▶ WORK INSTRUCTION:
Below are records; state how many of their lines hold the word "headset", and give only the figure.

Excerpts from a dataset:

■ ■ ■ ■ ■

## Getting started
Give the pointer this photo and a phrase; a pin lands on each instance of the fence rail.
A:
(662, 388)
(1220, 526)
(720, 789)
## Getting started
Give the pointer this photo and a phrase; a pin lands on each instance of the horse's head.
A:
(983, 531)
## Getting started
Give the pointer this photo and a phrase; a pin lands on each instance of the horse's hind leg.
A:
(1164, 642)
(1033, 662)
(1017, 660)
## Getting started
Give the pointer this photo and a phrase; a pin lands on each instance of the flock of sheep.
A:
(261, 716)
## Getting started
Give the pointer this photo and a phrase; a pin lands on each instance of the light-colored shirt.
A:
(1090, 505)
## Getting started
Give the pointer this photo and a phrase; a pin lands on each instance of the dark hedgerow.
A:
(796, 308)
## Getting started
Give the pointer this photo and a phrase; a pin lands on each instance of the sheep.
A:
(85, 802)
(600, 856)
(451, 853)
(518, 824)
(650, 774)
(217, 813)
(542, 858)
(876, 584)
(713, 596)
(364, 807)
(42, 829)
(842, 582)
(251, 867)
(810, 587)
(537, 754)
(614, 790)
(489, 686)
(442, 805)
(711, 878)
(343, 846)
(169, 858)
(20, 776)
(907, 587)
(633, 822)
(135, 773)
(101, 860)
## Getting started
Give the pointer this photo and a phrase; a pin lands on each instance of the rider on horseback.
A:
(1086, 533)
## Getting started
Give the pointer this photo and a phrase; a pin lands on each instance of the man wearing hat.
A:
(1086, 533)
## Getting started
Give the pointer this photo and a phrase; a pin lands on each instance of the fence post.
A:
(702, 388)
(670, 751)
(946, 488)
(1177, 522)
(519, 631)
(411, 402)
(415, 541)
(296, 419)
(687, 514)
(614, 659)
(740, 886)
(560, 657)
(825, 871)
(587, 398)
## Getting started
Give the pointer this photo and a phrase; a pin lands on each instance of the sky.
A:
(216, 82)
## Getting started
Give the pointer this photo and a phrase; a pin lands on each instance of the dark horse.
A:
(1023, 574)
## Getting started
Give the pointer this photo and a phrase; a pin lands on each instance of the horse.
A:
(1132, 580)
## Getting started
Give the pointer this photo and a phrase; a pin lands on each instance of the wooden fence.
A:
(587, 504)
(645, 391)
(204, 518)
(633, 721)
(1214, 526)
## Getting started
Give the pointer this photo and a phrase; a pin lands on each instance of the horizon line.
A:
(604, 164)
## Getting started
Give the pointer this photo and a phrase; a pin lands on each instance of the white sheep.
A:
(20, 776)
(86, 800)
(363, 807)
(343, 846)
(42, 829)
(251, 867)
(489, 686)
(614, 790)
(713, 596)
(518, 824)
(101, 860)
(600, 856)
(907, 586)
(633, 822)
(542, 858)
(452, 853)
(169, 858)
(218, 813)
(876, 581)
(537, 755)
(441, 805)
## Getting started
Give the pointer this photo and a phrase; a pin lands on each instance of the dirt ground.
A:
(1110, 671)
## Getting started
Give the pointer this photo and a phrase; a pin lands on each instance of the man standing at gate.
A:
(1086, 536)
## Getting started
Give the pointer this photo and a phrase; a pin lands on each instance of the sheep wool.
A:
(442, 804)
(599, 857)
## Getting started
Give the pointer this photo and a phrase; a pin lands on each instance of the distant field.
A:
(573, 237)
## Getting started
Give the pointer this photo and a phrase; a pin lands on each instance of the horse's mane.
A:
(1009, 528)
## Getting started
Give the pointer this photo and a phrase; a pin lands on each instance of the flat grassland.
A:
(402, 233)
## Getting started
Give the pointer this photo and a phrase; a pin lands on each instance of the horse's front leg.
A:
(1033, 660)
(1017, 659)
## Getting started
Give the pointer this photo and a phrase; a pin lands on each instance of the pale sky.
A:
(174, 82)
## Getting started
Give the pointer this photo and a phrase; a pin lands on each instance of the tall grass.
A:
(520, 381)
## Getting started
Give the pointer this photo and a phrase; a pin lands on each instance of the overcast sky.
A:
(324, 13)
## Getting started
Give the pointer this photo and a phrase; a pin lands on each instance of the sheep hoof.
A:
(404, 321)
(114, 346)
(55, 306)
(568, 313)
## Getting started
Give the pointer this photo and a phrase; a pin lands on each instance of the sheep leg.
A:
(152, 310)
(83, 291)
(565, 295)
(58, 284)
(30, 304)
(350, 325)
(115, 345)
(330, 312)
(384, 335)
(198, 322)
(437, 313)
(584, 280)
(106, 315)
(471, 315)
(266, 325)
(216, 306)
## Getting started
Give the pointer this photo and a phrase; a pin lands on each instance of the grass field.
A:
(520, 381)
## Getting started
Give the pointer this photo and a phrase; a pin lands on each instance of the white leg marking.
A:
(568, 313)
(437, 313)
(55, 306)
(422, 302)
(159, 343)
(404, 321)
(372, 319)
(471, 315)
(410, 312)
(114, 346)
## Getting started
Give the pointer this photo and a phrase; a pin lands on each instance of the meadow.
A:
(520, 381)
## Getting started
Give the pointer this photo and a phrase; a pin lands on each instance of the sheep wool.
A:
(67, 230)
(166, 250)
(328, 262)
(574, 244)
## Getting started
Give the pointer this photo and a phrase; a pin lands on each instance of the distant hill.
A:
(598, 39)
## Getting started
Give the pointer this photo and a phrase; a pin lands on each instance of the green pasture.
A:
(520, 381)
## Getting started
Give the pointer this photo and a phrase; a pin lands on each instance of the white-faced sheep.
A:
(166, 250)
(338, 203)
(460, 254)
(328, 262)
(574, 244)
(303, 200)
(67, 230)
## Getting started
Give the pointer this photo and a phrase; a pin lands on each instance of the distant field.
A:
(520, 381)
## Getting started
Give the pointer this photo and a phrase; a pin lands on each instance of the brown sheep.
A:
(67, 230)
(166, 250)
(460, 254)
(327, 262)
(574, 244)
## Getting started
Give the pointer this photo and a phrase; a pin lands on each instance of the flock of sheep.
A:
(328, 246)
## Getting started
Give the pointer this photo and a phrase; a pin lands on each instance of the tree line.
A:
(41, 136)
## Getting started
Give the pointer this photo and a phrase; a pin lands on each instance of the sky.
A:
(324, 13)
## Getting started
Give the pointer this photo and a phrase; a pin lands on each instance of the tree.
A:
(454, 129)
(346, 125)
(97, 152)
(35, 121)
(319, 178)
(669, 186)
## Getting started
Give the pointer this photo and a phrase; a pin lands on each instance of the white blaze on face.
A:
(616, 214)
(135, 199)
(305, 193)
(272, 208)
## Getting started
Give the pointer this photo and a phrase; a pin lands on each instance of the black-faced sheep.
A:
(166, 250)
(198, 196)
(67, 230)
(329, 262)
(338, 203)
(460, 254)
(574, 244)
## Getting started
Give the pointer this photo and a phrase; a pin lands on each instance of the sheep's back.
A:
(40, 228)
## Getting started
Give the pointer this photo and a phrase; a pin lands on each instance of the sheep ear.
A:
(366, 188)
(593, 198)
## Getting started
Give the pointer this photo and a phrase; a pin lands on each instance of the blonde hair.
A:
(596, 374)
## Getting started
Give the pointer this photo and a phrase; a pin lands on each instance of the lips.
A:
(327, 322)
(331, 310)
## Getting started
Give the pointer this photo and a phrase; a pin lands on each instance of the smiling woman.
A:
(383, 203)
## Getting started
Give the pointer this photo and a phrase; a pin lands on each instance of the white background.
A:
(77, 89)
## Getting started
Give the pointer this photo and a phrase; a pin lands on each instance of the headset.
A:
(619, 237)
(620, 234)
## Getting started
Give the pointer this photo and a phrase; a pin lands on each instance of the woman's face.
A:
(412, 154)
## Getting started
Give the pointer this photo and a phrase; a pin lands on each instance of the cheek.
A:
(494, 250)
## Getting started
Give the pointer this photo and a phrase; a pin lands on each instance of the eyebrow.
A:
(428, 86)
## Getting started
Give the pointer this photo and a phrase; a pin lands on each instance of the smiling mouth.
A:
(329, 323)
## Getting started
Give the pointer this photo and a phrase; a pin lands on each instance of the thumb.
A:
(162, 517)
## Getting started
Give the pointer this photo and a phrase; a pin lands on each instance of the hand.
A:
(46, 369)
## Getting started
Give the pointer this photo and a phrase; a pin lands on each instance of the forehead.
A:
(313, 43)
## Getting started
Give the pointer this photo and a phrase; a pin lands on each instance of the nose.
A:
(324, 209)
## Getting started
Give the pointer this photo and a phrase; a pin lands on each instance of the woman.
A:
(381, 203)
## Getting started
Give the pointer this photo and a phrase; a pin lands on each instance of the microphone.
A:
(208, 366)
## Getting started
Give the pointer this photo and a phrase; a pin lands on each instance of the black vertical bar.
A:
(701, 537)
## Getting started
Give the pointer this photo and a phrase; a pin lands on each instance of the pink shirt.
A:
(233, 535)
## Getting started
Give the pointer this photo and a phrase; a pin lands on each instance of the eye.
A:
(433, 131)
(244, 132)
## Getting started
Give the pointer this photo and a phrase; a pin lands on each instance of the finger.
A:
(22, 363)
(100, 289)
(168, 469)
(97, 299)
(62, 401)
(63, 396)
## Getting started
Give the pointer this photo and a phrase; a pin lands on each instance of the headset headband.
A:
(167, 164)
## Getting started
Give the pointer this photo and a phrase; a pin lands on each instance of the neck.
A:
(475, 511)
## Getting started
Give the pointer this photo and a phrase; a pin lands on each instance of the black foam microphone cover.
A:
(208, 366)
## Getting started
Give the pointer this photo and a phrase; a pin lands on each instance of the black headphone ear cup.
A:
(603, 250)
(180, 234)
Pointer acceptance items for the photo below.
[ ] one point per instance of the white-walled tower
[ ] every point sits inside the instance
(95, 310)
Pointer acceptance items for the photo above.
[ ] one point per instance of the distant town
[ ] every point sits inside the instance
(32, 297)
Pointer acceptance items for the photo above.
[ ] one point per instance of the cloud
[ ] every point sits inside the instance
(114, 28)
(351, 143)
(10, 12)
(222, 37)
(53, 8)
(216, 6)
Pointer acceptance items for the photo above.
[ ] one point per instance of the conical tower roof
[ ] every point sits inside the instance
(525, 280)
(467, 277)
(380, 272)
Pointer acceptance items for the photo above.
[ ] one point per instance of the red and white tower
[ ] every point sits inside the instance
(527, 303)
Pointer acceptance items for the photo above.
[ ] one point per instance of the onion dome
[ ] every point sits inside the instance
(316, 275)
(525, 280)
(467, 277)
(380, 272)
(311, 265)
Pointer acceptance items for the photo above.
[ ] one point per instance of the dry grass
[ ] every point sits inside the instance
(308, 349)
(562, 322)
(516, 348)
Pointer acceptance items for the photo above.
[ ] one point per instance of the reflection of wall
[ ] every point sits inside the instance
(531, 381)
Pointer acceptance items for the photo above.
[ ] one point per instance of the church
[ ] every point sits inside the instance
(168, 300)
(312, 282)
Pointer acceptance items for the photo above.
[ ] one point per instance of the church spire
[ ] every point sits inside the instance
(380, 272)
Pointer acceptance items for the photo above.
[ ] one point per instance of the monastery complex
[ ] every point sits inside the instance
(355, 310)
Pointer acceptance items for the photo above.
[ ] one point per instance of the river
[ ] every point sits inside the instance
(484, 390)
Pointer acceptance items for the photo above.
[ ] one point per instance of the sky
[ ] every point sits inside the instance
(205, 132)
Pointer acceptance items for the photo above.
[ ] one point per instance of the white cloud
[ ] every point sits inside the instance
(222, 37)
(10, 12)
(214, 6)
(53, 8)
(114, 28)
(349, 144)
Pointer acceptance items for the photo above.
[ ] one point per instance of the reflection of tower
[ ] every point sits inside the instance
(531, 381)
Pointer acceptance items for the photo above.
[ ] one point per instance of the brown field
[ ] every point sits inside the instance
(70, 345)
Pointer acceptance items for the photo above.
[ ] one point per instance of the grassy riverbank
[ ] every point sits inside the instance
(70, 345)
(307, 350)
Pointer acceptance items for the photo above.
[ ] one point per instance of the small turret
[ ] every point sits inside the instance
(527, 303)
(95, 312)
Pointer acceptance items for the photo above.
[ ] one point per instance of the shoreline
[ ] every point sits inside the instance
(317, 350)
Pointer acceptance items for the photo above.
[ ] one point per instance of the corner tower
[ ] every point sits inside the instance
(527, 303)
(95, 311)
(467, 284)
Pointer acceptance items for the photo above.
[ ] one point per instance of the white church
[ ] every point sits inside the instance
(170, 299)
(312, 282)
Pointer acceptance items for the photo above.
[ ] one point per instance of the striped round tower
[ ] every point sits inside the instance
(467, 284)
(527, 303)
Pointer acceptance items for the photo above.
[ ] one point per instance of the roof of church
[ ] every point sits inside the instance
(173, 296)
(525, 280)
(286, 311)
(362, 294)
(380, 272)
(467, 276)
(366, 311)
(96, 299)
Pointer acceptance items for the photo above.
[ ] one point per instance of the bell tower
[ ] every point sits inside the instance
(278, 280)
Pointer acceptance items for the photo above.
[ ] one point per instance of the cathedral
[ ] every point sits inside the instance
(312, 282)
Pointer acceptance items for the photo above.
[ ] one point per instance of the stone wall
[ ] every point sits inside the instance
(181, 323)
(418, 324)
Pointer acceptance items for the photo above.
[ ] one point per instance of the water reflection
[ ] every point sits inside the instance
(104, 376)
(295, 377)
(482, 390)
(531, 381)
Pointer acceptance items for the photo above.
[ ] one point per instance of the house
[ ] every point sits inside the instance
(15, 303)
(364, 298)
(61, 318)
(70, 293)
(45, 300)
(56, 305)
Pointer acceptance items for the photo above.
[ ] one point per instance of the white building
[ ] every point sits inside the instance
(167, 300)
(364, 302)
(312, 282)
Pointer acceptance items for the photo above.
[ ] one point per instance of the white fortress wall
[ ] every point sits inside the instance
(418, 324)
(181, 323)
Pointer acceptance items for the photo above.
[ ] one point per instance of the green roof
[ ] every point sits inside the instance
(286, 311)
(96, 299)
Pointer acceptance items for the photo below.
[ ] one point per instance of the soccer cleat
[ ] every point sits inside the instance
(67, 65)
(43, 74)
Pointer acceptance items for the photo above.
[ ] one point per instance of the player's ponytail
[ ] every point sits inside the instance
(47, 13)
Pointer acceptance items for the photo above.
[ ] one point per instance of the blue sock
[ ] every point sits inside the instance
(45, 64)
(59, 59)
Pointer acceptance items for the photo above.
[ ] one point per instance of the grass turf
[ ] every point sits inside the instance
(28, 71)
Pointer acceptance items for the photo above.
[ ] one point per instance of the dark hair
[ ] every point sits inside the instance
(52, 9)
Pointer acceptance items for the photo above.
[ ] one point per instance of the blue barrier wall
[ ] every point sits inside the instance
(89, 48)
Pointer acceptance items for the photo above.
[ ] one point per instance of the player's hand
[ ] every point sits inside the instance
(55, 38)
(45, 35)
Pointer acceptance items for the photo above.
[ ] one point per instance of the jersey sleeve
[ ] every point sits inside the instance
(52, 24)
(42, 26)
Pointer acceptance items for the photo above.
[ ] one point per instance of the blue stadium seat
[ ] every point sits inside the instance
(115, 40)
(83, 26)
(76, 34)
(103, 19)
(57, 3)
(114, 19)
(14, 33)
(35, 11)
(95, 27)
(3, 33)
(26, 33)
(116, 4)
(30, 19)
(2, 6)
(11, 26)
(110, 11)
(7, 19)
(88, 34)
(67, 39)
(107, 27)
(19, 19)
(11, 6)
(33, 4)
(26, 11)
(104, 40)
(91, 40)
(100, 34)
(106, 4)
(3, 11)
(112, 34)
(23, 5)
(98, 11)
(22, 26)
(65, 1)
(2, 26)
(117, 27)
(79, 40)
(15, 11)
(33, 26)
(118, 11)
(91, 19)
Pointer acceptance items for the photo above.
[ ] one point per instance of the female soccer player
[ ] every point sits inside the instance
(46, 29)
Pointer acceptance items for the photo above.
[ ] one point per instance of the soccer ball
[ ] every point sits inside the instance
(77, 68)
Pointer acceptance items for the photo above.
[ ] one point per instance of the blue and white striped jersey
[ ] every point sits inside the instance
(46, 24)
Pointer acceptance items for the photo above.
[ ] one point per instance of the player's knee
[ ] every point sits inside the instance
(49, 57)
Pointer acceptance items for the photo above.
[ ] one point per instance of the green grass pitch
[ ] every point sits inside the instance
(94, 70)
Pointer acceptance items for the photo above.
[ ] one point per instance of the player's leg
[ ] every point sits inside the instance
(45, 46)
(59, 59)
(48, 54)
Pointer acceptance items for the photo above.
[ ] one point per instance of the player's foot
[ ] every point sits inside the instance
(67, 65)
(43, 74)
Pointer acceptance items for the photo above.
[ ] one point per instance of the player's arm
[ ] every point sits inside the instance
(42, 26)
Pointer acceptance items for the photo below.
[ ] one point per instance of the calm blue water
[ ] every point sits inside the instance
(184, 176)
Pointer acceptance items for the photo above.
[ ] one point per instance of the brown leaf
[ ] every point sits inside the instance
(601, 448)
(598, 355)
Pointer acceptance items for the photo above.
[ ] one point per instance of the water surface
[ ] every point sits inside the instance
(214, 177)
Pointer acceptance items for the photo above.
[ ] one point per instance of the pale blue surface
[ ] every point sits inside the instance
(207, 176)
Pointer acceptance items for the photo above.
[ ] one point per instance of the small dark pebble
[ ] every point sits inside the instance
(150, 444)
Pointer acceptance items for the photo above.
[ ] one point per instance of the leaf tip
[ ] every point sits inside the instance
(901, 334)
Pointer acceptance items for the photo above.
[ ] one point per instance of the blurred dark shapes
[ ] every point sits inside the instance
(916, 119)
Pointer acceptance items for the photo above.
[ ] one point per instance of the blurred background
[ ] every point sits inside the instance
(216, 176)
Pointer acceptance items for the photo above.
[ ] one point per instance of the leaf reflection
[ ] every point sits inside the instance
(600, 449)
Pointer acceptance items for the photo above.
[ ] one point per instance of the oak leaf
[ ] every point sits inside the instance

■ ■ ■ ■ ■

▶ ANSWER SPACE:
2